• SET OF TASKS
**a.** In the Vladimir Makei article, turn the paragraph beginning "Makei served in the ministry" into a short bulleted list that keeps its main facts.
**b.** Carry on the Vladimir Makei article past its final sentence.
START SOURCE DOCUMENT
Minister of Foreign Affairs
- In office 20 August 2012 – 26 November 2022
- President: Alexander Lukashenko
- Prime Minister: Mikhail Myasnikovich Andrei Kobyakov Syarhey Rumas Roman Golovchenko
- Preceded by: Sergei Martynov
- Succeeded by: Sergei Aleinik

Personal details
- Born: 5 August 1958 Grodno Region, Byelorussian SSR, Soviet Union
- Died: 26 November 2022 (aged 64)
- Spouse: Vera Polyakova
- Children: 2
- Alma mater: Minsk State Linguistic University

Military service
- Allegiance: Soviet Union / Belarus
- Branch/service: Soviet Army Armed Forces of Belarus
- Rank: Colonel

= Vladimir Makei =

Belarusian politician (1958–2022)

Uładzimir Uładzimiravič Makiej (Владимир Владимирович Макей; Уладзімір Уладзіміравіч Макей; 5 August 1958 – 26 November 2022) was a Belarusian politician who served as Minister of Foreign Affairs of Belarus from 2012 until his death in 2022.

==Early life and education==
Vladimir Makei was born on 5 August 1958 in Grodno Region, Byelorussian SSR. He graduated from the Minsk State Pedagogical Institute of Foreign Languages in 1980. He served in the Armed Forces of the USSR and in the Armed Forces of Belarus after the dissolution of the Soviet Union. He retired in 1993 as a colonel.

==Career==
Makei served in the ministry as secretary of several departments: Information and Humanitarian Cooperation, Analysis and Forecast, Office of the Minister and State Protocol Service. From 1996 to 1999 he worked in the Belarusian embassy in Paris as a counselor. From 2008 to 2012 he was President Alexander Lukashenko's Chief of Staff. Since 20 August 2012 he had been Minister of Foreign Affairs. In January 2011, Makei was blacklisted by the European Union following the presidential election and the subsequent protests; however, the ban was lifted a year after Makei's ministerial appointment in order to ease diplomatic contacts with Belarus.

During the 2020 Belarusian protests, Makei said at a meeting in the Ministry of Foreign Affairs that everyone who disagrees with the state policy should leave the ministry. He also forbade the staff to participate in protest activities. Two employees who made a picket with blank sheets of paper were fired within a week (one of them told journalists that he was fired for "gross violation of his duties"). In February 2021, Makei accused diplomats of calling for unrest and posting "anti-state" information. On April 10, 2021, Makei threatened that civil society in Belarus “will cease to exist” in the case of tougher sanctions.

During his tenure as a Chief of Staff, Makei oversaw the governmental cooperation with the British PR firm Bell Pottinger. Mikalai Khalezin, director of the Belarus Free Theatre, claimed that Makei was responsible for trying to discredit his theatre for Khalezin's anti-Lukashenko activities. About a week before the 2010 election, Makei accused the Belarusian opposition of preparing armed provocations. Pavel Latushko, former ambassador to France and Poland, claimed that Makei expressed anti-Russian views in front of European and American diplomats, but after the 2020 elections he made a volte-face. Valery Sakhashchyk, a former Belarusian military officer serving in the United Transitional Cabinet stated that Makei, though having been “deformed by years of service to Lukashenko”, was "undoubtedly some kind of bridge with the West".
END SOURCE DOCUMENT
START EXERCISE DATA
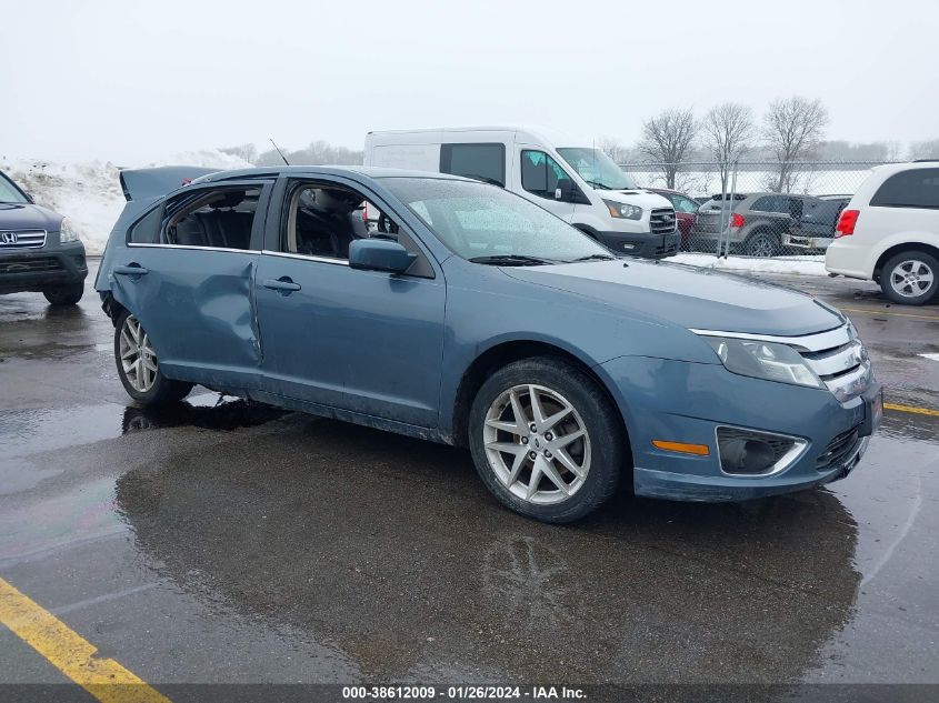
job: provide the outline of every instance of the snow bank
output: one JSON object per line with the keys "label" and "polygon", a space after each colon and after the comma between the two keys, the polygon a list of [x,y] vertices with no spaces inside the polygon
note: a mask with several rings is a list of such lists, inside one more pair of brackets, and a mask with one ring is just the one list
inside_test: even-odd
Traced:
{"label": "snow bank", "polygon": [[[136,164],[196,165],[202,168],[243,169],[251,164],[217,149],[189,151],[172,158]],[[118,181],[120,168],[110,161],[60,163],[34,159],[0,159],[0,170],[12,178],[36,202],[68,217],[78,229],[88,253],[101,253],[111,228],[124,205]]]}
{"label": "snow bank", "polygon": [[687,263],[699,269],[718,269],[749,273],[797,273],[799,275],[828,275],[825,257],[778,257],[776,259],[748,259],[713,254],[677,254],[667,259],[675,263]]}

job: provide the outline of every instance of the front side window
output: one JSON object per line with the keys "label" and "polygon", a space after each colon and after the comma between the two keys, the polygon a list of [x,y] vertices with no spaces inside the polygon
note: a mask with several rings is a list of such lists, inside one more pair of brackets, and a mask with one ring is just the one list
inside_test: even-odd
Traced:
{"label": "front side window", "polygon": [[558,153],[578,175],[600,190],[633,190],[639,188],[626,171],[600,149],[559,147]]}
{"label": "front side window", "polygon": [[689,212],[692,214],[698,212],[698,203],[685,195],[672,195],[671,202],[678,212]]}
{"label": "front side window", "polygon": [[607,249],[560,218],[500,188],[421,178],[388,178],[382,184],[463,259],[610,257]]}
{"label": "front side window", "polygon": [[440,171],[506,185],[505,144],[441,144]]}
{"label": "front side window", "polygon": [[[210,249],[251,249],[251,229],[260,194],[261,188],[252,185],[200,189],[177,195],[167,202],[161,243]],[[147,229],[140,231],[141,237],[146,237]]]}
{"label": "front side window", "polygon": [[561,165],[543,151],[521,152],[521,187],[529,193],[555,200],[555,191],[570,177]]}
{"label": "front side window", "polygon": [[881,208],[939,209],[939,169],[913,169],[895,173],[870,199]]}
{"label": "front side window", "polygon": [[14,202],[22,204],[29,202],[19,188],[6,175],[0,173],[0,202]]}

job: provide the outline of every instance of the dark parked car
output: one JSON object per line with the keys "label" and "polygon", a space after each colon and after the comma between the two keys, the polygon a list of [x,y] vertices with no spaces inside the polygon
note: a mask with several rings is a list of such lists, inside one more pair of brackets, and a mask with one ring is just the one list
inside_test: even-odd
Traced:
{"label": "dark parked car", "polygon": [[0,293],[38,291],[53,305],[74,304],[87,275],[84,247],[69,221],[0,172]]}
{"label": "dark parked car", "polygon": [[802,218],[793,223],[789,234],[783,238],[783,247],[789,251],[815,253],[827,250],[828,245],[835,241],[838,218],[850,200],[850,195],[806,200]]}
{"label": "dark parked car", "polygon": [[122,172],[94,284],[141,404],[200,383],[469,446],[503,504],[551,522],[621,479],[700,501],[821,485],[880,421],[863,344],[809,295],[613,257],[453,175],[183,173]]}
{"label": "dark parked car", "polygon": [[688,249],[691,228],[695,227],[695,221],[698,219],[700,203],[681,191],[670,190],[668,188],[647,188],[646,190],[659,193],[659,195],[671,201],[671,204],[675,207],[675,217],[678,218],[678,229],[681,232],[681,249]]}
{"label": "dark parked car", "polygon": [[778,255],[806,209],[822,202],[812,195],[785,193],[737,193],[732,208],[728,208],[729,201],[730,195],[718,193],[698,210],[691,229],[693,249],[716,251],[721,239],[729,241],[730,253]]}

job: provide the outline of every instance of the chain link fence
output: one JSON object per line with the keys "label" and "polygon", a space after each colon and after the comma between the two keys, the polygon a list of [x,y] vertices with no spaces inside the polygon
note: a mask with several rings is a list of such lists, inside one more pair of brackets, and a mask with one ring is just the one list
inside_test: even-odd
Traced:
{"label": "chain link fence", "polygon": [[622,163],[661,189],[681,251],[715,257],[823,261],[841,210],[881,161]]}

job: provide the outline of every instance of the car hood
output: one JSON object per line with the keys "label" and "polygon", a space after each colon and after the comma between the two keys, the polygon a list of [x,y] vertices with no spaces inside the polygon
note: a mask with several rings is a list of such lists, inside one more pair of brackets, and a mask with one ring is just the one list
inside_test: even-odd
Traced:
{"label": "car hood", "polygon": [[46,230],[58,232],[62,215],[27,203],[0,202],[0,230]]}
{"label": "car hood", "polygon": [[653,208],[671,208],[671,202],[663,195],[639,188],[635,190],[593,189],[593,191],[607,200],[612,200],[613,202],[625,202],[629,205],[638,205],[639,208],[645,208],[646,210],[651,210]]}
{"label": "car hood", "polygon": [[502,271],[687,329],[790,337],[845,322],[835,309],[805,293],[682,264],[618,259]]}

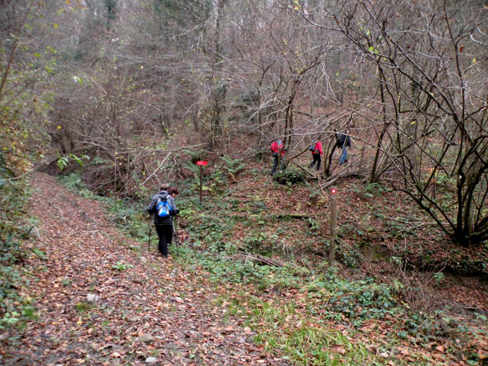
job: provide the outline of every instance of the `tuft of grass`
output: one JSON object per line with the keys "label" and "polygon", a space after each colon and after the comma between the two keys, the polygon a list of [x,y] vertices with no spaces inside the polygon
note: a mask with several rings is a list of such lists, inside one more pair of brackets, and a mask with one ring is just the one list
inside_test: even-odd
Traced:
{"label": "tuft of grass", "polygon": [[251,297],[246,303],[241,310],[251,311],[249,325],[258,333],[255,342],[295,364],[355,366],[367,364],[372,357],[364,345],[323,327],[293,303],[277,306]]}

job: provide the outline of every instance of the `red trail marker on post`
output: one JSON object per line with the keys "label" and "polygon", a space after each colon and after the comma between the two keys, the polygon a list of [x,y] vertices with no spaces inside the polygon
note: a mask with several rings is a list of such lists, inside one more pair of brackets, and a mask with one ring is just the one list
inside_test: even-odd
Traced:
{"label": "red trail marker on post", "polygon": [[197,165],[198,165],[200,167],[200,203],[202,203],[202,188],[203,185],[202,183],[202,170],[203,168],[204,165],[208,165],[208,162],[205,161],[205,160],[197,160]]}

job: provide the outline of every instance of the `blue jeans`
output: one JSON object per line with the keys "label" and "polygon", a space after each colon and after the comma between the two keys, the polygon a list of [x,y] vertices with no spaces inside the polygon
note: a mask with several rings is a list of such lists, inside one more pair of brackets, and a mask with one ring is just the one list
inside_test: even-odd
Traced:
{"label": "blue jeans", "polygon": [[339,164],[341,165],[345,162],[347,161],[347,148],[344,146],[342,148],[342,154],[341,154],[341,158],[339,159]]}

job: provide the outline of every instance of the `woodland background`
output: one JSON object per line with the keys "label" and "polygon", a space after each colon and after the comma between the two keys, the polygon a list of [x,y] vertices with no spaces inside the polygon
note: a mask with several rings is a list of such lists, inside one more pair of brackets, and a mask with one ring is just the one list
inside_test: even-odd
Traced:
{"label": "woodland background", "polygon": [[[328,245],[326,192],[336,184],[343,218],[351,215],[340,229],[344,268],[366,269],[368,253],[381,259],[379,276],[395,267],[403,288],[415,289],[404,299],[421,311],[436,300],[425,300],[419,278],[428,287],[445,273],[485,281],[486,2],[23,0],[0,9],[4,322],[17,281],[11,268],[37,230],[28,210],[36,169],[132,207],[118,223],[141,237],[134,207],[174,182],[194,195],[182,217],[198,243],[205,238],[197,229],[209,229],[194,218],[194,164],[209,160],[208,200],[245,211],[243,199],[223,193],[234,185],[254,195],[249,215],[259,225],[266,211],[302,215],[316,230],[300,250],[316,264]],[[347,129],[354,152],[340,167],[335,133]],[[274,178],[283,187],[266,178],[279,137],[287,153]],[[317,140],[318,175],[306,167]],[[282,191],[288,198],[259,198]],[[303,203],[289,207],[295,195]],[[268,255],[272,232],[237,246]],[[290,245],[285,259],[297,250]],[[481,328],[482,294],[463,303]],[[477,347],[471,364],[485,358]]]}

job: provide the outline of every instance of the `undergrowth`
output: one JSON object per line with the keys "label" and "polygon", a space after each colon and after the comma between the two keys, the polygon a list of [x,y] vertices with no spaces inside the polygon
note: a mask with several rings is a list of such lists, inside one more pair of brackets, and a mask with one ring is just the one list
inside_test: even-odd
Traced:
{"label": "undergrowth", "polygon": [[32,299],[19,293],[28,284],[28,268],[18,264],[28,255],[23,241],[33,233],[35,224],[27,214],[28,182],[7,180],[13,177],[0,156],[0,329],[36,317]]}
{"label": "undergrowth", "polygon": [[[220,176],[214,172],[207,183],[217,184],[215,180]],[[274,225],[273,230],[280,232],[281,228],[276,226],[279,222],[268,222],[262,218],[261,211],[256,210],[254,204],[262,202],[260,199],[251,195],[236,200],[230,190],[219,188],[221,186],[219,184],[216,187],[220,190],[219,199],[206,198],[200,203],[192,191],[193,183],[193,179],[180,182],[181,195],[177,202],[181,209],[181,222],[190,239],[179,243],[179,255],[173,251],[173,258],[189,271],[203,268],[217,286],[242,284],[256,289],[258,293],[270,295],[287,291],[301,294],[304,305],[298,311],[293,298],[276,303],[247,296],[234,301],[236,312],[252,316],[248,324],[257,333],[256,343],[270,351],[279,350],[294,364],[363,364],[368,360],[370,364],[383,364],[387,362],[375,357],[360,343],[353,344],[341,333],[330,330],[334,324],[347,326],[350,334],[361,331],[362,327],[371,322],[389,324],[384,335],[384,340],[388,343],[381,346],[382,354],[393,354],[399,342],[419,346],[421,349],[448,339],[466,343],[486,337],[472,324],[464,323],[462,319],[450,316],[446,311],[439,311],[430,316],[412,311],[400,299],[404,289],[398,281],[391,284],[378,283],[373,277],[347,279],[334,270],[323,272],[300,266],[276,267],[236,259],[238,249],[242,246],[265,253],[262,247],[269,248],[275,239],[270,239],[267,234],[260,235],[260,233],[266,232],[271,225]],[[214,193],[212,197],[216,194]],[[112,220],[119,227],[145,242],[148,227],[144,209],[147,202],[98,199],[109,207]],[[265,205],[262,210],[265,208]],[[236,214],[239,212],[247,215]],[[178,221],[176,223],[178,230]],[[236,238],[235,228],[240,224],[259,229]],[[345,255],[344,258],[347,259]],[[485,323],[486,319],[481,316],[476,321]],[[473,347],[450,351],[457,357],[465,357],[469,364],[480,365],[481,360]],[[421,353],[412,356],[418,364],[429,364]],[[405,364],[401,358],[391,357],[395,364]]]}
END EXERCISE DATA
• ANSWERS PER TASK
**a.**
- Served in the ministry as secretary of several departments: Information and Humanitarian Cooperation, Analysis and Forecast, Office of the Minister, and State Protocol Service.
- 1996–1999: counselor at the Belarusian embassy in Paris.
- 2008–2012: Chief of Staff to President Alexander Lukashenko.
- From 20 August 2012: Minister of Foreign Affairs.
- January 2011: blacklisted by the European Union after the presidential election and the protests that followed. The ban was lifted a year after his ministerial appointment to ease diplomatic contacts with Belarus.

**b.**
In June 2022, Makei was added to the Canadian sanctions list.

== Personal life ==
Makei spoke Belarusian, Russian, German, and English.

==Death==
Makei died in office on 26 November 2022, at the age of 64. Makei was not known to have had a chronic illness, and Belarusian authorities did not state his cause of death. According to the Belarusian independent weekly newspaper Nasha Niva, he died of a heart attack. He was given a state funeral on 29 November 2022 which was attended by Lukashenko in the Central House of Officers; he was buried in Minsk's Eastern Cemetery.

=== Allegations of unnatural death ===
In February 2023, Nasha Niva presented evidence with a claim that Makei had taken his own life four days after returning from a Collective Security Treaty Organization summit in Armenia accompanying representatives of Vladimir Putin. The newspaper’s sources claimed that he had been denied attention from President Alexander Lukashenko, had realized that he was due to be replaced soon, and that “after his heights, he did not see himself anywhere else.” Furthermore, he was rumored to be having marital problems with his wife, Vera Polyakova. Further conspiracy theories persisted that Makei was poisoned by the Russian officials while attending the summit. Belarus has refused to disclose full details of Makei’s death, other than to suggest he suffered a heart attack.

The circumstances of Makei's death were later compared to Belarusian diplomat Dzianis Sidarenka's unexpected death in June 2024.

==Awards==
- Order of Honor (Belarus, 2006)
- Order of the Fatherland, 3rd class (Belarus, 2018)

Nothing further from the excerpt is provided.